Problem to solve:
Only lines holding "then" are wanted; copy each of them from the records below.

Records provided:
────

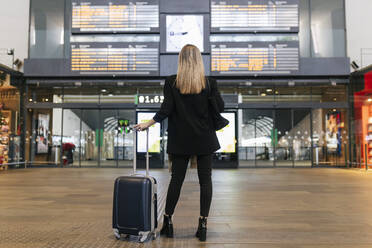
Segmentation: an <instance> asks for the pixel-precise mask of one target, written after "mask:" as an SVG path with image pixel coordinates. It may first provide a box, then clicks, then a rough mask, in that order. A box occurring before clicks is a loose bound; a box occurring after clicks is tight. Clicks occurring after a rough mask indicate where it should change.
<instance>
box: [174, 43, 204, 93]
mask: <svg viewBox="0 0 372 248" xmlns="http://www.w3.org/2000/svg"><path fill="white" fill-rule="evenodd" d="M176 87H177V88H178V89H179V90H180V92H181V94H199V93H200V92H201V91H202V89H204V88H205V74H204V64H203V59H202V56H201V54H200V51H199V49H198V48H197V47H196V46H194V45H190V44H187V45H185V46H184V47H183V48H182V50H181V52H180V54H179V55H178V70H177V77H176Z"/></svg>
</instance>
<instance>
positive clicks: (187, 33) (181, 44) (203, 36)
mask: <svg viewBox="0 0 372 248" xmlns="http://www.w3.org/2000/svg"><path fill="white" fill-rule="evenodd" d="M166 26H167V35H166V52H179V51H181V49H182V47H183V46H184V45H186V44H192V45H195V46H197V47H198V48H199V50H200V52H203V51H204V17H203V16H202V15H167V16H166Z"/></svg>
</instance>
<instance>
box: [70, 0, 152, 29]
mask: <svg viewBox="0 0 372 248" xmlns="http://www.w3.org/2000/svg"><path fill="white" fill-rule="evenodd" d="M125 32H159V0H146V1H135V0H115V1H103V0H87V1H84V0H73V1H72V33H125Z"/></svg>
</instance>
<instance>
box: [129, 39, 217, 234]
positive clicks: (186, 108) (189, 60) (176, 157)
mask: <svg viewBox="0 0 372 248" xmlns="http://www.w3.org/2000/svg"><path fill="white" fill-rule="evenodd" d="M210 95H214V96H215V98H216V99H217V105H218V108H219V110H220V112H222V111H223V109H224V102H223V100H222V98H221V95H220V93H219V91H218V89H217V83H216V81H215V80H214V79H212V78H207V77H205V75H204V65H203V60H202V56H201V54H200V51H199V49H198V48H197V47H196V46H194V45H185V46H184V47H183V48H182V50H181V52H180V54H179V56H178V71H177V75H172V76H169V77H168V78H167V79H166V81H165V84H164V102H163V103H162V105H161V108H160V110H159V111H158V112H157V113H156V114H155V116H154V117H153V119H152V120H150V121H148V122H146V123H140V124H137V125H135V128H136V129H137V130H140V131H141V130H145V129H147V128H148V127H150V126H151V125H153V124H154V123H155V122H161V121H162V120H164V119H165V118H167V117H168V145H167V152H168V153H169V154H171V156H172V178H171V181H170V183H169V187H168V193H167V200H166V206H165V215H164V222H163V227H162V229H161V231H160V234H162V235H166V236H167V237H169V238H172V237H173V223H172V215H173V213H174V209H175V207H176V204H177V201H178V198H179V196H180V191H181V187H182V184H183V181H184V178H185V174H186V169H187V165H188V162H189V159H190V157H191V156H192V155H196V156H197V170H198V177H199V184H200V217H199V226H198V230H197V232H196V236H197V237H198V238H199V240H200V241H205V240H206V235H207V217H208V214H209V209H210V205H211V200H212V179H211V172H212V154H213V152H215V151H216V150H218V149H219V148H220V144H219V143H218V139H217V136H216V131H215V130H214V129H213V122H212V118H211V116H210V115H209V112H208V97H209V96H210Z"/></svg>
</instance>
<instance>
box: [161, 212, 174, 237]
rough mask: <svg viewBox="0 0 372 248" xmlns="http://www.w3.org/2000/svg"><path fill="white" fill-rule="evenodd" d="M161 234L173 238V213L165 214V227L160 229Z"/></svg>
mask: <svg viewBox="0 0 372 248" xmlns="http://www.w3.org/2000/svg"><path fill="white" fill-rule="evenodd" d="M160 235H165V236H167V237H168V238H173V222H172V215H169V216H168V215H164V220H163V227H162V228H161V230H160Z"/></svg>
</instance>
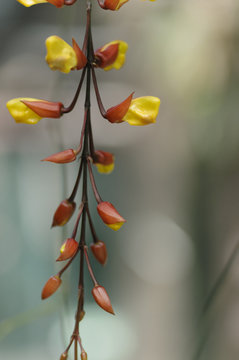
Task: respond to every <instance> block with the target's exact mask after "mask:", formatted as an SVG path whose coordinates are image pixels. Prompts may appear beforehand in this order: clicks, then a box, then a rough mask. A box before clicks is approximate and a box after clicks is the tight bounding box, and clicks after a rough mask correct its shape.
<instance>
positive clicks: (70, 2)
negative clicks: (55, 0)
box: [64, 0, 77, 6]
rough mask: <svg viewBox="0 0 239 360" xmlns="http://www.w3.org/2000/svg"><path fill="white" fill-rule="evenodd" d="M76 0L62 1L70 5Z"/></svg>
mask: <svg viewBox="0 0 239 360" xmlns="http://www.w3.org/2000/svg"><path fill="white" fill-rule="evenodd" d="M76 1H77V0H65V1H64V5H66V6H70V5H73V4H75V2H76Z"/></svg>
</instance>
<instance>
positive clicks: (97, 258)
mask: <svg viewBox="0 0 239 360" xmlns="http://www.w3.org/2000/svg"><path fill="white" fill-rule="evenodd" d="M90 248H91V251H92V253H93V254H94V257H95V258H96V260H98V261H99V263H100V264H101V265H105V263H106V261H107V249H106V246H105V243H104V242H103V241H97V243H93V244H91V245H90Z"/></svg>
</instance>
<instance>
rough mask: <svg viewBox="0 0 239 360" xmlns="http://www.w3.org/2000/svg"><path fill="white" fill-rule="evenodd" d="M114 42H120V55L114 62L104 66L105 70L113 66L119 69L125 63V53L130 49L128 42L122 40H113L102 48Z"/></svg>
mask: <svg viewBox="0 0 239 360" xmlns="http://www.w3.org/2000/svg"><path fill="white" fill-rule="evenodd" d="M113 44H119V50H118V55H117V58H116V59H115V62H114V63H113V64H111V65H109V66H107V67H105V68H104V70H105V71H108V70H111V69H113V68H114V69H116V70H119V69H120V68H121V67H122V66H123V65H124V63H125V53H126V51H127V50H128V44H127V43H126V42H125V41H122V40H115V41H111V42H110V43H108V44H106V45H105V46H104V47H103V48H102V49H101V50H102V51H103V50H105V49H106V48H107V47H108V46H110V45H113Z"/></svg>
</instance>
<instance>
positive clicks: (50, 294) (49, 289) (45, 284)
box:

────

Result of the exercise:
Segmentation: an <instance> asks for the pixel-precise mask of one target, written after "mask:" as an SVG path with image pixel coordinates. It may first provide a box, then clicks, then a rough mask, in that order. A box occurring before clicks is a loose bound; a box occurring after clicks is tight. Clicks occurring after a rough mask indicate where it should change.
Task: respond to every <instance> block with the target's exact mask after "mask:", formatted as an SVG path whose coordinates are image pixels. Prompts may appear beforehand in this order: clicks, then a box, then a rough mask. A box before clicks is approximate and a box after clicks is the tight bounding box, and clicks after a rough mask correct its shape.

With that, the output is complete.